Render every line of the records below as a numbered list, skipping blank lines and leaving out the pictures.

+ + + +

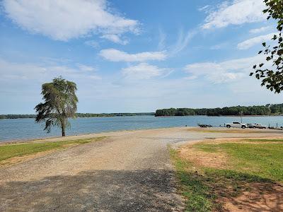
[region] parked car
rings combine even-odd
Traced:
[[[245,129],[245,128],[248,127],[247,124],[243,124],[243,123],[241,123],[241,122],[233,122],[232,123],[226,123],[224,124],[225,124],[226,127],[227,127],[227,128],[236,127],[236,128]]]
[[[265,125],[262,125],[261,124],[248,124],[248,126],[249,128],[258,128],[258,129],[267,129],[267,126],[266,126]]]

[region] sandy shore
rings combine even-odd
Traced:
[[[30,141],[106,136],[0,168],[0,211],[182,211],[168,144],[213,138],[283,137],[282,131],[223,129],[175,127]]]

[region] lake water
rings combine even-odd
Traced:
[[[67,135],[79,135],[127,129],[154,129],[171,126],[197,126],[198,123],[223,126],[225,122],[240,122],[238,117],[166,117],[134,116],[91,117],[70,119],[71,127]],[[283,117],[244,117],[244,123],[260,123],[268,126],[283,126]],[[0,142],[10,140],[40,139],[61,135],[60,129],[53,128],[51,133],[43,131],[43,126],[34,119],[0,119]]]

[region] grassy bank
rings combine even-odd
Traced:
[[[0,146],[0,162],[15,157],[25,156],[35,154],[40,152],[45,152],[52,150],[62,149],[70,146],[79,145],[102,139],[95,138],[88,139],[69,140],[62,141],[46,141],[38,143],[23,143],[17,144],[6,144]]]
[[[204,141],[171,155],[187,211],[283,207],[276,204],[283,197],[282,139]]]

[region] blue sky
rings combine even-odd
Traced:
[[[248,76],[276,33],[260,0],[4,0],[0,114],[34,113],[43,83],[79,112],[282,102]]]

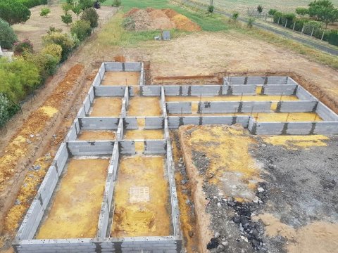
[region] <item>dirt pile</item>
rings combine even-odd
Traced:
[[[172,9],[132,8],[124,15],[123,25],[128,30],[145,31],[178,29],[187,32],[201,31],[199,25]]]

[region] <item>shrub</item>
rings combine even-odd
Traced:
[[[16,41],[18,41],[18,38],[13,28],[7,22],[0,18],[0,46],[1,48],[10,49]]]
[[[21,55],[23,53],[32,53],[33,44],[28,39],[25,39],[22,41],[14,43],[13,47],[14,53],[16,55]]]
[[[13,0],[0,1],[0,18],[10,25],[25,22],[30,17],[30,11],[21,3]]]
[[[51,55],[55,57],[58,60],[58,62],[60,62],[62,56],[62,47],[56,44],[50,44],[46,45],[46,46],[42,50],[41,53]]]
[[[119,7],[121,5],[122,2],[121,0],[113,0],[113,4],[111,5],[113,7]]]
[[[75,46],[75,41],[66,33],[51,32],[42,37],[45,45],[56,44],[62,48],[61,61],[67,59],[69,53]]]
[[[269,12],[268,13],[269,15],[274,15],[278,11],[276,9],[270,9]]]
[[[40,11],[40,16],[46,17],[50,13],[51,10],[49,8],[42,8]]]
[[[0,128],[4,127],[9,119],[9,108],[11,103],[7,97],[0,93]]]
[[[89,21],[77,20],[70,27],[72,34],[76,35],[80,41],[84,41],[92,32]]]
[[[210,6],[208,6],[208,12],[209,13],[213,13],[213,9],[214,9],[213,6],[210,5]]]
[[[61,20],[67,26],[69,25],[73,22],[72,15],[69,13],[65,13],[65,15],[61,15]]]
[[[238,12],[233,13],[231,18],[233,20],[236,21],[237,20],[239,15],[239,13]]]
[[[94,8],[89,8],[83,11],[81,20],[89,21],[92,28],[97,27],[99,25],[99,14]]]
[[[257,6],[257,11],[259,13],[261,13],[262,11],[263,11],[263,6],[260,4]]]
[[[251,28],[254,25],[254,22],[255,22],[255,19],[254,18],[249,18],[248,20],[248,27]]]

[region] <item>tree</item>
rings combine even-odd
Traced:
[[[308,14],[308,9],[307,8],[299,7],[296,8],[296,13],[301,16]]]
[[[51,9],[49,8],[42,8],[40,11],[40,16],[46,17],[51,13]]]
[[[261,13],[262,11],[263,11],[263,6],[260,4],[257,6],[257,11],[259,13]]]
[[[324,22],[327,27],[329,22],[338,20],[338,9],[330,0],[315,0],[308,4],[308,14],[311,17]]]
[[[65,13],[65,15],[61,15],[61,20],[67,26],[69,25],[73,22],[72,15],[69,13]]]
[[[81,15],[81,20],[89,21],[92,28],[97,27],[99,25],[99,14],[94,8],[84,10]]]
[[[72,11],[76,15],[78,20],[80,14],[82,12],[82,9],[80,4],[74,4],[72,7]]]
[[[72,34],[75,34],[80,41],[84,41],[92,32],[89,21],[77,20],[70,27]]]
[[[10,49],[18,38],[13,28],[7,22],[0,18],[0,46],[3,48]]]
[[[25,22],[30,19],[30,11],[18,1],[0,1],[0,18],[10,25]]]

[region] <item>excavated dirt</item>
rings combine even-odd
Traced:
[[[129,30],[145,31],[176,28],[188,32],[201,31],[201,27],[197,24],[171,9],[133,8],[124,16],[131,20],[125,27]]]
[[[133,86],[139,85],[139,72],[115,72],[104,73],[101,85]]]
[[[163,156],[121,157],[114,190],[113,237],[170,234],[164,164]]]
[[[108,159],[69,160],[37,239],[95,237],[108,165]]]

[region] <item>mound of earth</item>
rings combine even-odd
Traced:
[[[125,28],[133,31],[178,29],[187,32],[201,31],[201,27],[186,16],[172,9],[132,8],[125,14]]]

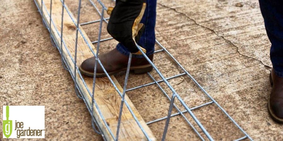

+ + + +

Response:
1. [region] parked car
2. rings combine even-odd
3. Traced:
4. [[[245,129],[245,128],[248,127],[247,124],[243,124],[243,123],[241,123],[241,122],[233,122],[232,123],[226,123],[224,124],[225,124],[226,127],[227,127],[227,128],[236,127],[236,128]]]
5. [[[265,125],[262,125],[261,124],[248,124],[248,126],[249,128],[258,128],[258,129],[267,129],[267,126],[266,126]]]
6. [region] sandy shore
7. rings combine even-odd
8. Traced:
9. [[[30,141],[106,136],[0,168],[0,211],[182,211],[168,144],[213,138],[283,137],[282,131],[223,129],[175,127]]]
10. [region] lake water
11. rings combine even-odd
12. Traced:
13. [[[67,135],[79,135],[127,129],[154,129],[171,126],[197,126],[198,123],[223,126],[225,122],[240,122],[238,117],[166,117],[134,116],[91,117],[70,119],[71,127]],[[283,117],[244,117],[244,123],[260,123],[268,126],[283,126]],[[0,142],[10,140],[40,139],[61,135],[60,129],[53,128],[51,133],[43,131],[43,126],[34,119],[0,119]]]
14. [region] grassy bank
15. rings combine even-odd
16. Traced:
17. [[[0,146],[0,162],[15,157],[25,156],[35,154],[40,152],[45,152],[52,150],[62,149],[70,146],[79,145],[102,139],[95,138],[88,139],[69,140],[62,141],[46,141],[38,143],[23,143],[17,144],[6,144]]]
18. [[[204,141],[171,155],[187,211],[283,207],[276,204],[283,197],[282,139]]]
19. [region] blue sky
20. rings combine even-odd
21. Traced:
22. [[[248,76],[276,33],[260,0],[4,0],[0,114],[34,113],[43,83],[79,112],[282,102]]]
23. [region] <item>dirt pile</item>
24. rings combine even-odd
25. Traced:
26. [[[172,9],[132,8],[124,15],[123,25],[128,30],[145,31],[178,29],[187,32],[201,31],[199,25]]]
27. [region] <item>shrub</item>
28. rings combine even-odd
29. Traced:
30. [[[16,41],[18,41],[18,38],[13,28],[7,22],[0,18],[0,46],[1,48],[10,49]]]
31. [[[21,55],[23,53],[32,53],[33,44],[28,39],[25,39],[22,41],[14,43],[13,47],[14,53],[16,55]]]
32. [[[13,0],[0,1],[0,18],[10,25],[25,22],[30,17],[30,11],[21,3]]]
33. [[[51,55],[55,57],[58,60],[58,62],[60,62],[62,56],[62,47],[56,44],[50,44],[46,45],[46,46],[42,50],[41,53]]]
34. [[[119,7],[121,5],[122,2],[121,0],[113,0],[113,4],[111,5],[113,7]]]
35. [[[75,46],[75,41],[66,33],[51,32],[42,37],[45,45],[56,44],[62,48],[61,61],[67,59],[69,53]]]
36. [[[269,12],[268,13],[269,15],[274,15],[278,11],[276,9],[270,9]]]
37. [[[40,11],[40,16],[46,17],[50,13],[51,10],[49,8],[42,8]]]
38. [[[0,128],[4,127],[9,119],[9,108],[11,103],[7,97],[0,93]]]
39. [[[89,21],[77,20],[70,27],[72,34],[76,35],[80,41],[84,41],[92,32]]]
40. [[[210,6],[208,6],[208,12],[209,13],[213,13],[213,9],[214,9],[213,6],[210,5]]]
41. [[[61,20],[67,26],[69,25],[73,22],[72,15],[69,13],[65,13],[65,15],[61,15]]]
42. [[[238,12],[233,13],[231,18],[233,20],[236,21],[237,20],[239,15],[239,13]]]
43. [[[94,8],[89,8],[83,11],[81,20],[89,21],[92,28],[97,27],[99,25],[99,14]]]
44. [[[257,6],[257,11],[259,13],[261,13],[262,11],[263,11],[263,6],[260,4]]]
45. [[[251,28],[254,25],[254,22],[255,22],[255,19],[254,18],[249,18],[248,20],[248,27]]]
46. [region] <item>tree</item>
47. rings combine even-odd
48. Traced:
49. [[[308,14],[308,9],[307,8],[299,7],[296,8],[296,13],[301,16]]]
50. [[[51,9],[49,8],[42,8],[40,11],[40,16],[46,17],[51,13]]]
51. [[[261,13],[262,11],[263,11],[263,6],[260,4],[257,6],[257,11],[259,13]]]
52. [[[324,22],[327,27],[329,22],[338,20],[338,9],[330,0],[315,0],[308,4],[308,14],[311,17]]]
53. [[[65,13],[65,15],[61,15],[61,20],[67,26],[69,25],[73,22],[72,15],[69,13]]]
54. [[[81,15],[81,20],[89,21],[92,28],[97,27],[99,25],[99,14],[94,8],[84,10]]]
55. [[[72,11],[76,15],[78,20],[80,14],[82,12],[82,9],[80,4],[74,4],[72,7]]]
56. [[[72,34],[75,34],[80,41],[84,41],[92,32],[89,21],[77,20],[70,27]]]
57. [[[10,49],[18,38],[13,28],[7,22],[0,18],[0,46],[3,48]]]
58. [[[25,22],[30,19],[30,11],[18,1],[0,1],[0,18],[10,25]]]
59. [region] <item>excavated dirt</item>
60. rings combine even-odd
61. Traced:
62. [[[129,30],[145,31],[176,28],[188,32],[201,31],[201,27],[197,24],[171,9],[133,8],[124,16],[131,20],[125,27]]]
63. [[[133,86],[139,85],[139,72],[115,72],[104,73],[101,85]]]
64. [[[163,156],[121,157],[114,190],[113,237],[170,234],[164,164]]]
65. [[[108,159],[69,160],[37,239],[95,237],[108,165]]]
66. [region] <item>mound of earth</item>
67. rings combine even-odd
68. Traced:
69. [[[125,28],[133,31],[178,29],[187,32],[201,31],[201,27],[186,16],[172,9],[132,8],[125,14]]]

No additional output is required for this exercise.